* SOURCE DOCUMENT:
(begin)

The Association of Professional Financial Advisers says it backs advisers’ attempts to seek damages from claims management firms for loss of time or income due to frivalous complaints.

GraingerCo Financial Services owner Steve Foreman successfully took action against a claims management firm after he received a frivalous complaint concerning PPI.

The complaint did not contain enough information to identify the client and the CMC could not provide any further details.

After filing a complaint with the Ministry of Justice, Foreman demanded the claim firm pay him £120 for the time he spent investigating the claim, threatening legal action if it did not oblige. He received full payment within seven days.

Other advisers have contacted Money Marketing saying they intend to take a firm stance in relation to CMCs in light of Foreman’s actions.

Dobson and Hodge financial services director Paul Stocks says: “The limited number of complaints we receive are all via one particular claims management company. The latest complaint has been found to be without foundation and we are considering taking the sort of steps Steve did.”

(end)

* DATA LISTING:
(begin)

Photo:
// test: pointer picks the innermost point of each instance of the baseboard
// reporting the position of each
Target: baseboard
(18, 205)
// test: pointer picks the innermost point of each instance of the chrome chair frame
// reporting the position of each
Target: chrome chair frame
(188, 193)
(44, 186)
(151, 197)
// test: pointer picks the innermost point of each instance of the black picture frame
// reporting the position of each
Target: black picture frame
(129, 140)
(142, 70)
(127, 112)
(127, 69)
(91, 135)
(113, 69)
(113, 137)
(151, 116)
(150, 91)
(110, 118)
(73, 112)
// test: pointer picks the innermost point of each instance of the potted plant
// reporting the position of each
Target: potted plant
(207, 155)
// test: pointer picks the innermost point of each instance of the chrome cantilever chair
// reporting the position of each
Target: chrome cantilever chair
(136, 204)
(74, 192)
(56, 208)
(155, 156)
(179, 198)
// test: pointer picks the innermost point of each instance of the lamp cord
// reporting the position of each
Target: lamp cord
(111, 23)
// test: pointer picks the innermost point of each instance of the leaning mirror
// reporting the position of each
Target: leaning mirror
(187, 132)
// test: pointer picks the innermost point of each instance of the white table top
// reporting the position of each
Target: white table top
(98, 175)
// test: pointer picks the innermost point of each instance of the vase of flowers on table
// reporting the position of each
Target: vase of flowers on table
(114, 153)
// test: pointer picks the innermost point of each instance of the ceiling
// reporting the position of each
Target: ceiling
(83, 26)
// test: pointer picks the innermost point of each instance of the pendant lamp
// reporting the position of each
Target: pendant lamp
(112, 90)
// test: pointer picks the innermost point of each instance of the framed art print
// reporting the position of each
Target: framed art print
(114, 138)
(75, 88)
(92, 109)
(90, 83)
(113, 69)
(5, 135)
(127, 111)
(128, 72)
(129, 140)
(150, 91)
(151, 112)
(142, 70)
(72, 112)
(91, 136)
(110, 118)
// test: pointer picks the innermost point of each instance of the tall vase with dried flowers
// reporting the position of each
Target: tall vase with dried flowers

(end)
(begin)

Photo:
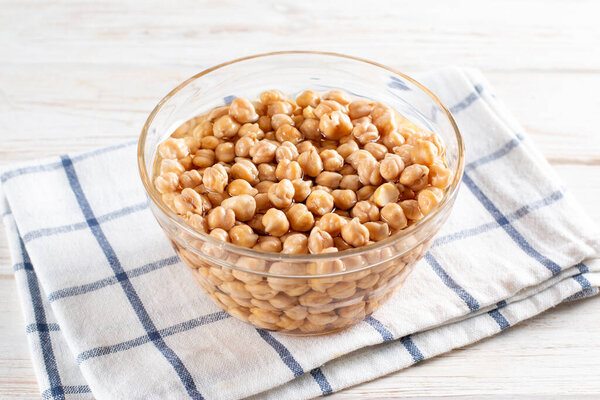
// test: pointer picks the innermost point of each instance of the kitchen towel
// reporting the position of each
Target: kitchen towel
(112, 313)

(end)
(begin)

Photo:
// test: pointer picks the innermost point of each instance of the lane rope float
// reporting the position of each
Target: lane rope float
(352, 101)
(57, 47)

(end)

* PROBLEM SET:
1. List every organization named in the article about advisers and claims management firms.
2. Pick up the article about advisers and claims management firms after its last sentence and continue it.

* WRITTEN ANSWERS:
1.
Association of Professional Financial Advisers
GraingerCo Financial Services
Ministry of Justice
Money Marketing
Dobson and Hodge

2.
Apfa policy director Chris Hannant says: “Advisers are perfectly entitled to seek damages for their loss of time and good luck to those that do.

“It is an issue for any individual firm or adviser to consider and do what they think is best. Each firm has to deal with things as suits their circumstances – it would not be for everyone as it takes a fair bit of time out of the day.”

However Hannant says there should not be a need for advisers to chase CMCs for payment in the first place.

He says: “It should not be incumbent on advisers to pursue this because the regulator should be doing its job.”